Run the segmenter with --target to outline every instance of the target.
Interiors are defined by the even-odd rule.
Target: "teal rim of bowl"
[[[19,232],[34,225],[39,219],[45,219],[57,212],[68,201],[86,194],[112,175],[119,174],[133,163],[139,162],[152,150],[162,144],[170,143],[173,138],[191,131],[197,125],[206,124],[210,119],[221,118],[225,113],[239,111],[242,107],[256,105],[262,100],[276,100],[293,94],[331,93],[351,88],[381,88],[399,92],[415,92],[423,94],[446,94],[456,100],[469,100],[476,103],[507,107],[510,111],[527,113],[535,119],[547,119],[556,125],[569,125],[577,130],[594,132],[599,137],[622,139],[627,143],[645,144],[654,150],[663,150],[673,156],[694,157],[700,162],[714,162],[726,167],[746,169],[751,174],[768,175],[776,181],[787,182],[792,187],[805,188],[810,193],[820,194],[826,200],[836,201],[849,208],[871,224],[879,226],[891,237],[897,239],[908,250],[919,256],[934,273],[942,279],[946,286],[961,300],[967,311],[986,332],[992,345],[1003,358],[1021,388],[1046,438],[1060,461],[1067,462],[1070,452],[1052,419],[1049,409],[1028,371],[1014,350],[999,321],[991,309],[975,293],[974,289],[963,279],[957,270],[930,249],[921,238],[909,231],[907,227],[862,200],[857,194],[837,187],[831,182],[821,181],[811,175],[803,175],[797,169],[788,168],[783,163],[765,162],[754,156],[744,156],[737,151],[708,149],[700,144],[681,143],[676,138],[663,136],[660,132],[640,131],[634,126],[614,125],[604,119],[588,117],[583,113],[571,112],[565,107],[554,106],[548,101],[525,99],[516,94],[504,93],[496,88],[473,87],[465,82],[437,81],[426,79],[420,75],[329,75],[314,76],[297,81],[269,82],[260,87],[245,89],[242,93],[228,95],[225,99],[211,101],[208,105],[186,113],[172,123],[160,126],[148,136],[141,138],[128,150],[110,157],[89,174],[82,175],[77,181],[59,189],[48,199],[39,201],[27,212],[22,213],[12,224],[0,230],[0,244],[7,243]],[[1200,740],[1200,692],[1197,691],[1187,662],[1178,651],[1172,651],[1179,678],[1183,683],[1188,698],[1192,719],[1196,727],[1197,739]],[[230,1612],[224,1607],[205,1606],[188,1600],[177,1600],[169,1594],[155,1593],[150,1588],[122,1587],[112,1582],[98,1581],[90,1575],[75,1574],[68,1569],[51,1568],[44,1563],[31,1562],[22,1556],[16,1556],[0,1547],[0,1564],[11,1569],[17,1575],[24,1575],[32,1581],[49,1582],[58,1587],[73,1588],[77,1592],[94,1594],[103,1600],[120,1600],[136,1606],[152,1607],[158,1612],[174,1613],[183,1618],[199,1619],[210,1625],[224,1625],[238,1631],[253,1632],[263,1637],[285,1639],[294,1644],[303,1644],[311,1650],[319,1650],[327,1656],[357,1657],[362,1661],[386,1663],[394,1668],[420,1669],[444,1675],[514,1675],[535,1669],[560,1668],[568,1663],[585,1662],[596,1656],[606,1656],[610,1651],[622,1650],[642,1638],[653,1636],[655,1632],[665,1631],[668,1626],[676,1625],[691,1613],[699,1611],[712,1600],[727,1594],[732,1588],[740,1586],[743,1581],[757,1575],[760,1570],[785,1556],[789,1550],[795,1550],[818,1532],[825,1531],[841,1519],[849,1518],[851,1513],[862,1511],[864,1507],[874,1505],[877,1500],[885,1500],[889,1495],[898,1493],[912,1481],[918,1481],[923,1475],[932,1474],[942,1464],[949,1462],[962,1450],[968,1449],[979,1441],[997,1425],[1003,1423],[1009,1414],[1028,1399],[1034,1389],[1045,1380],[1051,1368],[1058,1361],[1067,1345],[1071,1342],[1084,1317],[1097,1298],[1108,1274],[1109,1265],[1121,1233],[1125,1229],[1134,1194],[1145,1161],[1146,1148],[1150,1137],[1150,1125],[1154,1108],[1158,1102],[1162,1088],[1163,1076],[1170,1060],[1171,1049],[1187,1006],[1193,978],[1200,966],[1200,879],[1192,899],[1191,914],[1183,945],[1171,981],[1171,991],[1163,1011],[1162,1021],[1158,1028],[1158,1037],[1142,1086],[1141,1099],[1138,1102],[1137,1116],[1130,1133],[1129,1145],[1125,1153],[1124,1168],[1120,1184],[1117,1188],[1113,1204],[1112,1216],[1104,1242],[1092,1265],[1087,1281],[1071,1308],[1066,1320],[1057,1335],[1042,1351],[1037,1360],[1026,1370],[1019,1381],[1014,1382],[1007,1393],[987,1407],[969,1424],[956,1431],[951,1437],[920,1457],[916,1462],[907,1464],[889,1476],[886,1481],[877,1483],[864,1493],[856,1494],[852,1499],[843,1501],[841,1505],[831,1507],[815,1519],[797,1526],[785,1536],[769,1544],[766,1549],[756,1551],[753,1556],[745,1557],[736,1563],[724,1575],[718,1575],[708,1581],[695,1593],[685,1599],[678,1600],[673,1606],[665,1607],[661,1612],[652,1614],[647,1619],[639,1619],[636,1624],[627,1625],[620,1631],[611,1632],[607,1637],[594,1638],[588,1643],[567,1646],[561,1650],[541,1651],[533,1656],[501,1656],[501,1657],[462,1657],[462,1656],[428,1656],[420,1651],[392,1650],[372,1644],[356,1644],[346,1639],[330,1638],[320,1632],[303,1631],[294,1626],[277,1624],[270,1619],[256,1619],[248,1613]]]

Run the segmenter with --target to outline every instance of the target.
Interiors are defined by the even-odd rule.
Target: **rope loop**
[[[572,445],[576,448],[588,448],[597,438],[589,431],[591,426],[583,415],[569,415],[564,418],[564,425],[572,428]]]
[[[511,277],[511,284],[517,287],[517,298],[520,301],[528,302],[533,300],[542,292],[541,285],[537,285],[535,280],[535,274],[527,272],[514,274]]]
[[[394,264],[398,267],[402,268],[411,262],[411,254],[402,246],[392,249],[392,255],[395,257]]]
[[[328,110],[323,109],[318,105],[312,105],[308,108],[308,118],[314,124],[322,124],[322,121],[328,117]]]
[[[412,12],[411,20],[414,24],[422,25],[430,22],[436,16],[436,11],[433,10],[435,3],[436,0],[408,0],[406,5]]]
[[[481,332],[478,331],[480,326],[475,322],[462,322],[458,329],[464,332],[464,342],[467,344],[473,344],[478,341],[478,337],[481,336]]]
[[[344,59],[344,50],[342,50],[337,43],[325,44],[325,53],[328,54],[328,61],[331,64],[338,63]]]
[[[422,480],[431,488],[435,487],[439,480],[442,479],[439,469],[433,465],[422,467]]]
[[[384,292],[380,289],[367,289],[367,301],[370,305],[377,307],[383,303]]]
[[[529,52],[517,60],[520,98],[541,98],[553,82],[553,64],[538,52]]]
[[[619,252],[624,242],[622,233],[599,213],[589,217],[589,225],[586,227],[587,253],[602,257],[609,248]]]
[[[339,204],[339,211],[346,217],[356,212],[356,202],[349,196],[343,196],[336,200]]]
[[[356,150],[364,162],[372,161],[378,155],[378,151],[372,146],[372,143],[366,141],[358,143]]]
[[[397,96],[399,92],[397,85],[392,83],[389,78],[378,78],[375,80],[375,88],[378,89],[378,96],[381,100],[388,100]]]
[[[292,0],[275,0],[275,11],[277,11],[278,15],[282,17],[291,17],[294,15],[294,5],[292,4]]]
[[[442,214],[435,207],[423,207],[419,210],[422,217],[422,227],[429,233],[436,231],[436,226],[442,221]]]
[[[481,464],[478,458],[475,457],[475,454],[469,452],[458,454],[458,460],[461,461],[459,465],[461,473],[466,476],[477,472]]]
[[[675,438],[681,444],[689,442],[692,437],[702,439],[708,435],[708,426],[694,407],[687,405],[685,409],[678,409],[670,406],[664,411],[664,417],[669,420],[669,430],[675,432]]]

┄┄┄┄┄┄┄┄┄┄┄┄┄┄┄┄┄┄┄┄

- [WHAT NEEDS TO BE DONE]: Only an exact copy is wanted here: the line containing "Target: **rope loop**" and every later line, up to and including the last line of the listing.

- [ANSWER TO THIS TASK]:
Target: **rope loop**
[[[572,445],[576,448],[588,448],[597,438],[589,431],[591,426],[583,415],[569,415],[564,418],[564,425],[572,428]]]
[[[511,277],[511,284],[517,287],[517,298],[520,301],[528,302],[533,300],[542,292],[541,285],[537,285],[535,280],[535,274],[527,272],[514,274]]]
[[[394,264],[398,267],[402,268],[411,262],[411,254],[402,246],[392,249],[392,255],[395,257]]]
[[[328,110],[323,109],[318,105],[312,105],[308,108],[308,118],[314,124],[322,124],[322,121],[328,117]]]
[[[412,12],[411,20],[414,24],[422,25],[430,22],[436,16],[436,11],[433,10],[435,3],[436,0],[408,0],[406,5]]]
[[[481,332],[478,331],[480,326],[475,322],[462,322],[458,329],[464,332],[464,342],[467,344],[473,344],[478,341],[478,337],[481,336]]]
[[[344,59],[344,50],[342,50],[337,43],[325,44],[325,53],[328,54],[328,61],[331,64],[338,63]]]
[[[422,480],[431,488],[435,487],[439,480],[442,479],[439,469],[433,465],[422,467]]]
[[[384,292],[380,289],[367,289],[367,301],[370,305],[377,307],[383,303]]]
[[[529,52],[517,60],[520,98],[541,98],[553,82],[553,64],[538,52]]]
[[[619,252],[624,242],[622,233],[599,213],[589,217],[589,225],[586,227],[587,253],[602,257],[609,248]]]
[[[339,204],[339,211],[346,217],[356,212],[356,202],[349,196],[343,196],[336,200]]]
[[[356,150],[364,162],[372,161],[378,155],[378,151],[372,146],[372,143],[366,141],[358,143]]]
[[[397,96],[399,92],[397,85],[392,83],[389,78],[378,78],[375,80],[375,88],[378,89],[378,96],[381,100],[388,100]]]
[[[292,0],[275,0],[275,11],[277,11],[278,15],[282,17],[291,17],[294,15],[294,5],[292,4]]]
[[[442,214],[435,207],[423,207],[419,210],[422,217],[422,227],[429,233],[436,231],[436,226],[442,221]]]
[[[481,464],[478,458],[475,457],[475,454],[469,452],[458,454],[458,460],[461,461],[459,465],[461,473],[466,476],[477,472]]]
[[[675,438],[681,444],[689,442],[692,437],[702,439],[708,435],[708,426],[694,407],[687,405],[685,409],[678,409],[670,406],[664,411],[664,417],[669,420],[669,430],[675,432]]]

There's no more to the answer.